- _Problem to work on_: Rewrite every line from the first one down to the line containing "[[[160,747],[1127,747],[1127,678],[592,473],[239,507]]]", both ends included, and give only those lines. Multiply each polygon coordinate in the answers by 0.6 and round to whole numbers, with halves rounded up.

* * * * * * * * *

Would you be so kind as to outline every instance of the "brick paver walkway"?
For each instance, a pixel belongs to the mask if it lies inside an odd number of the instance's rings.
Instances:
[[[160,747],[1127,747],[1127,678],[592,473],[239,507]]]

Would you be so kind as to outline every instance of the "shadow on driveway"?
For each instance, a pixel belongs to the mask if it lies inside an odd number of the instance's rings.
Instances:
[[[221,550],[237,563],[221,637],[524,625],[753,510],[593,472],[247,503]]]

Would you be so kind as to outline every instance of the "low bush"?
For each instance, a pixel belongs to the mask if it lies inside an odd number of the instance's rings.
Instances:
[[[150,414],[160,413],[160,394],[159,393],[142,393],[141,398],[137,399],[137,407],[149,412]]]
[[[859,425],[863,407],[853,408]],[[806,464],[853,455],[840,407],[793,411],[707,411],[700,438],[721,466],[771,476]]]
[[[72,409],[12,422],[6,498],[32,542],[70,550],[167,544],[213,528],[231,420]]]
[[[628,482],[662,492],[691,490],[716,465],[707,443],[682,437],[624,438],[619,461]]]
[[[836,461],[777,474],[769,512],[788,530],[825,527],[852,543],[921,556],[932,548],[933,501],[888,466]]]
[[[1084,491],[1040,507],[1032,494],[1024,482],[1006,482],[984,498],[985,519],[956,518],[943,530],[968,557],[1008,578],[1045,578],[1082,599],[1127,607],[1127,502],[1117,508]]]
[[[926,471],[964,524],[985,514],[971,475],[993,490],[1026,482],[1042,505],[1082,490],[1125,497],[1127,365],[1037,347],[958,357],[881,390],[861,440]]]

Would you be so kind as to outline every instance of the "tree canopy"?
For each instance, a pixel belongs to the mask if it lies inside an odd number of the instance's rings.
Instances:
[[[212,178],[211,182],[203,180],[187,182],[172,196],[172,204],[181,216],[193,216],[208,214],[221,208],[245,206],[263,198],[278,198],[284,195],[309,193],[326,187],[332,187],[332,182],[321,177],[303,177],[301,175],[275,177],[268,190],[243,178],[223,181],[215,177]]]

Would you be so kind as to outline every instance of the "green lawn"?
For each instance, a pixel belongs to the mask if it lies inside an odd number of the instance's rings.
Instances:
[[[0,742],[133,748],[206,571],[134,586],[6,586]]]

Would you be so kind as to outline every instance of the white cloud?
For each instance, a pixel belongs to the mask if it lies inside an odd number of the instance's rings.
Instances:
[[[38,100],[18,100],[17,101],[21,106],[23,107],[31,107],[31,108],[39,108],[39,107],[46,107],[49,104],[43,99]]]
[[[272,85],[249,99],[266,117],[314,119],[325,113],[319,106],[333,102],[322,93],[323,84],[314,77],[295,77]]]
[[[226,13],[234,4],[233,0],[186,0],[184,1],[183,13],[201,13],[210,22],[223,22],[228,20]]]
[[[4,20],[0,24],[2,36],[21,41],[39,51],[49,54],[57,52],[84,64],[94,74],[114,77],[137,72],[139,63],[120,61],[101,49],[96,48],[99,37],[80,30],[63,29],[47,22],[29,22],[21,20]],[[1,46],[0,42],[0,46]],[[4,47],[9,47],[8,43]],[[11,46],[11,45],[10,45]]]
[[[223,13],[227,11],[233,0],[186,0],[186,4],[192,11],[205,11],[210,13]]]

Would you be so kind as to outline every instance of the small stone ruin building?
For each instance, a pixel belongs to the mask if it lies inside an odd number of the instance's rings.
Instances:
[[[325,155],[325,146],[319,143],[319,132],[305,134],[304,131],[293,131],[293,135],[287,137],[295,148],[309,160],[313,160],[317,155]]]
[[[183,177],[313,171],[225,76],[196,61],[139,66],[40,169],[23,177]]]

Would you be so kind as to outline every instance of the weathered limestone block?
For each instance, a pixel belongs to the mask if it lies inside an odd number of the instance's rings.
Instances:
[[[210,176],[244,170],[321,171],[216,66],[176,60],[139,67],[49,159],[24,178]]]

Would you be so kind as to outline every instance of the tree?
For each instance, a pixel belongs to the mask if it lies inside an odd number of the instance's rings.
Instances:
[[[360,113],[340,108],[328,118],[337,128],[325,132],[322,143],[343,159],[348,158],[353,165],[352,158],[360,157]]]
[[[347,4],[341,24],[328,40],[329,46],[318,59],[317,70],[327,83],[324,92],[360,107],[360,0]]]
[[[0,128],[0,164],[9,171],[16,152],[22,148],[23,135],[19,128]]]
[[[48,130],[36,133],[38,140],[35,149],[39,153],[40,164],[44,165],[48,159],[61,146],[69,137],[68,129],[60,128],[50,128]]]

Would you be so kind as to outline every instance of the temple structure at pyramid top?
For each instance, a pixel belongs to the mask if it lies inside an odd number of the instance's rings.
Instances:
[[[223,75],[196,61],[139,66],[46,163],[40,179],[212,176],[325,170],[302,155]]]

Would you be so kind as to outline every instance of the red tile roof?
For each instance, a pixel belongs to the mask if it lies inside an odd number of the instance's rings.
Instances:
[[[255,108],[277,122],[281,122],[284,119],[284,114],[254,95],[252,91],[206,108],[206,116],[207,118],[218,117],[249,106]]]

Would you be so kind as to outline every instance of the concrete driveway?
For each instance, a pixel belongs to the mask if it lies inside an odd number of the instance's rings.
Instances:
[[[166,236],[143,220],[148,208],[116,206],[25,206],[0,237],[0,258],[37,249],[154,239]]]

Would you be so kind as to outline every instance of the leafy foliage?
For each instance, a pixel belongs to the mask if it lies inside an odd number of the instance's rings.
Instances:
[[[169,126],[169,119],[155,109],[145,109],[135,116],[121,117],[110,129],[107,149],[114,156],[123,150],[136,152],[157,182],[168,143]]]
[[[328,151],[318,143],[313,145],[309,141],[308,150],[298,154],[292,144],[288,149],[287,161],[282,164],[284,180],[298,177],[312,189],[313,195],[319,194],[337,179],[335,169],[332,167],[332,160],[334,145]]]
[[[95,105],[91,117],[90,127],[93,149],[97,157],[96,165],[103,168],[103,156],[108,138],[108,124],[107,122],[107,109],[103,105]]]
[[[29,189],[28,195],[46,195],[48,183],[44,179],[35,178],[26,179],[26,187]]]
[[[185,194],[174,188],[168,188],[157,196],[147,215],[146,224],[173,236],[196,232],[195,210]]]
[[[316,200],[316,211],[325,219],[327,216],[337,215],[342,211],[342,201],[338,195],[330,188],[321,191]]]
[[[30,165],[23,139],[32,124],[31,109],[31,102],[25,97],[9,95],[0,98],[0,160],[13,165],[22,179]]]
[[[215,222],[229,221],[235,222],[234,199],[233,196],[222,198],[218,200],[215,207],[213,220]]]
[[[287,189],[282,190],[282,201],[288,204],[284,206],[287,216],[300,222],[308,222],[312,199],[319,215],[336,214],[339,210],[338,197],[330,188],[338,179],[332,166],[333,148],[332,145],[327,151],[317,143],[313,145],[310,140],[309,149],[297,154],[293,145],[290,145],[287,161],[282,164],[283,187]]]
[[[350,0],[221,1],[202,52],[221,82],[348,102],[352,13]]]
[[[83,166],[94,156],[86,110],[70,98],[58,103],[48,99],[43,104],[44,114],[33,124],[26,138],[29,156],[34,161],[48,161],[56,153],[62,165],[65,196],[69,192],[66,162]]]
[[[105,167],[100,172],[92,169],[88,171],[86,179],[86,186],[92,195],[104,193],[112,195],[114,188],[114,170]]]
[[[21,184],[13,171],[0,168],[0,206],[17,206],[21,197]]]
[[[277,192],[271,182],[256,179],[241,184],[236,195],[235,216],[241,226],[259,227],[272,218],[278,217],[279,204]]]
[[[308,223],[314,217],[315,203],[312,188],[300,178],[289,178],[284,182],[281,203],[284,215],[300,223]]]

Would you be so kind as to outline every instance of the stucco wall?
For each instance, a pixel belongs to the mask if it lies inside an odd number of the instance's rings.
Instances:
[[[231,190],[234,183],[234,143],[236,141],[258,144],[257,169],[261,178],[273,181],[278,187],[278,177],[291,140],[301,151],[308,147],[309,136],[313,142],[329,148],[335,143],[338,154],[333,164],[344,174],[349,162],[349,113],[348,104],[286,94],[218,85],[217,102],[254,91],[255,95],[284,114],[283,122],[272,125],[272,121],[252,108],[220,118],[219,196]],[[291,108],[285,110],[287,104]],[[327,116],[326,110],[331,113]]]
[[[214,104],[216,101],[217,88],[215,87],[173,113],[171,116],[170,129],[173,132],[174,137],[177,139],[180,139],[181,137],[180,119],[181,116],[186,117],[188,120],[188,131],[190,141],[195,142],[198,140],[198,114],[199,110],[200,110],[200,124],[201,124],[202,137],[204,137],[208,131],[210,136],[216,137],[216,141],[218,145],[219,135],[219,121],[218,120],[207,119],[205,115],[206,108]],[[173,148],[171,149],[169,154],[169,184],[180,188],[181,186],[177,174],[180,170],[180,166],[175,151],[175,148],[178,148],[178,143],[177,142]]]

* * * * * * * * *

- _Answer_:
Would you be so kind as to outline every instance of the "brick paver walkway"?
For each instance, a pixel belongs to the mask if it lies inside an odd number of the instance's rings.
Instances:
[[[96,448],[676,448],[676,407],[355,284],[143,304]]]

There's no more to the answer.